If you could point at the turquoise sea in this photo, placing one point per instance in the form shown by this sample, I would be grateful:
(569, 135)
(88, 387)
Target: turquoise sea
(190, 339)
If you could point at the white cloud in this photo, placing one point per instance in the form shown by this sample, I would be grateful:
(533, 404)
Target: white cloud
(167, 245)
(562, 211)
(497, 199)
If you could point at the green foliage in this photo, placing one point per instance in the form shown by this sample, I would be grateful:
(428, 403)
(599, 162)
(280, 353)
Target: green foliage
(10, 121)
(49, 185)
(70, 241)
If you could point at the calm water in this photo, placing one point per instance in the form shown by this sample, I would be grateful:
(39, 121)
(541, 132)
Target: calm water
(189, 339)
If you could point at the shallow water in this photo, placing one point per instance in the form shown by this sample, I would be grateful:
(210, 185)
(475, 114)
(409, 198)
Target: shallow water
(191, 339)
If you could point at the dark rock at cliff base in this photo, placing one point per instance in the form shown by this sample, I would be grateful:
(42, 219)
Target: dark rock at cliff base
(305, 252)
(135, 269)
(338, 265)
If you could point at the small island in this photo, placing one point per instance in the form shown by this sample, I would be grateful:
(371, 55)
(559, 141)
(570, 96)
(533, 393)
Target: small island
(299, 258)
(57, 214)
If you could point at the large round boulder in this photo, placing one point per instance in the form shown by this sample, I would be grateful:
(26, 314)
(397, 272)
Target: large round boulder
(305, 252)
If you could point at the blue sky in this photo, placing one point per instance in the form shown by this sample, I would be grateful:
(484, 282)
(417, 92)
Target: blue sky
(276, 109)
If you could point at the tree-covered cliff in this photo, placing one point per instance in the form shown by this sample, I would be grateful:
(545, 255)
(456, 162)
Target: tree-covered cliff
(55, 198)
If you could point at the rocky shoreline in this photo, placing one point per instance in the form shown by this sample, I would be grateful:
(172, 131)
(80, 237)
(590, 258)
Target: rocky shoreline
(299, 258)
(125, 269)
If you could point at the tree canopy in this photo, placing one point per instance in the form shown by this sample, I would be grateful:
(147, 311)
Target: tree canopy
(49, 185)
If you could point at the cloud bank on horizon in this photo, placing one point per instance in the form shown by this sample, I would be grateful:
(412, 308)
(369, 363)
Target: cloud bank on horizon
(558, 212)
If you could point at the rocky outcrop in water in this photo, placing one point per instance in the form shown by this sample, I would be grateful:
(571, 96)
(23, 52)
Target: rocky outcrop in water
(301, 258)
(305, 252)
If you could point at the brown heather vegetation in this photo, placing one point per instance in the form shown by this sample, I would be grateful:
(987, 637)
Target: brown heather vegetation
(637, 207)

::::::::::

Would you transcribe the whole listing, keeping every character the same?

If you could point at the turquoise sea in this photo, placing one point per instance in the form shown by this sample, I would be grateful:
(569, 135)
(88, 387)
Target: turquoise sea
(190, 339)
If you could point at the white cloud in this photo, placing one point per instance in the form shown by this sample, I would be grateful:
(533, 404)
Target: white cloud
(167, 245)
(562, 211)
(497, 199)
If you could point at the green foliage in this photo, placing one point per instance in the form shown by this sample, I would be grateful:
(428, 403)
(599, 162)
(280, 353)
Target: green foliage
(10, 121)
(49, 185)
(70, 241)
If you could point at the calm water in this photo, placing one point per instance in the form shown by this sample, I would be grateful:
(39, 121)
(541, 132)
Target: calm water
(189, 339)
If you could point at the shallow water in this photo, placing one point per instance in the form shown by this sample, I would be grateful:
(210, 185)
(475, 114)
(409, 198)
Target: shallow water
(191, 339)
If you could point at the dark rock at cliff base in this photo, placing one point per instance in the form shown by this sample, I would be grateful:
(42, 219)
Target: dark rock at cliff base
(305, 252)
(135, 269)
(338, 265)
If you could point at the small island in this photo, placing one point per instance in the form shown by this sample, I would be grateful:
(371, 55)
(559, 141)
(570, 96)
(533, 393)
Target: small island
(299, 258)
(57, 214)
If you could point at the large round boulder in this photo, placing one point per instance in the form shown by this sample, I would be grateful:
(26, 314)
(397, 272)
Target: large round boulder
(305, 252)
If you could point at the blue sky in this photo, placing one point per instance in the form shown by this sample, I would be grateful:
(484, 282)
(417, 92)
Target: blue sky
(276, 109)
If you could point at the tree-covered cliff in this photo, placing one point per instance in the form shown by this sample, I would be grateful:
(545, 255)
(456, 162)
Target: tree-covered cliff
(55, 198)
If you could point at the rocky shoreline in this photo, placing one point per instance in the form shown by this sample, I would be grateful:
(172, 131)
(80, 237)
(590, 258)
Target: rocky shoreline
(299, 258)
(125, 269)
If you could point at the tree canopy in this photo, placing one point per instance in the form shown by this sample, I would be grateful:
(147, 311)
Target: tree canopy
(49, 185)
If you could point at the cloud bank on horizon in this photo, placing one point per instance in the form shown by this sample, I would be grateful:
(412, 308)
(369, 363)
Target: cloud bank on horizon
(558, 212)
If you could point at the rocky outcrop in water in this photo, placing one point per instance in the form shown by this sample, I would be grateful:
(571, 96)
(23, 52)
Target: rocky outcrop in water
(301, 258)
(305, 252)
If you could point at the brown heather vegetation in this photo, placing one point per instance in the form shown by this sample, I would be grateful:
(987, 637)
Target: brown heather vegetation
(637, 207)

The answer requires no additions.